(Beginning of DATA SECTION)

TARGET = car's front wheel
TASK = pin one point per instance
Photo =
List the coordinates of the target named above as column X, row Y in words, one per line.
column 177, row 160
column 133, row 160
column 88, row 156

(End of DATA SECTION)

* [EXERCISE DESCRIPTION] Transcribe the full set of records precisely.

* [TASK SOLUTION]
TARGET = car's front wheel
TASK = pin one point per instance
Photo =
List the coordinates of the target named above as column X, row Y in words, one per line.
column 177, row 160
column 133, row 160
column 88, row 156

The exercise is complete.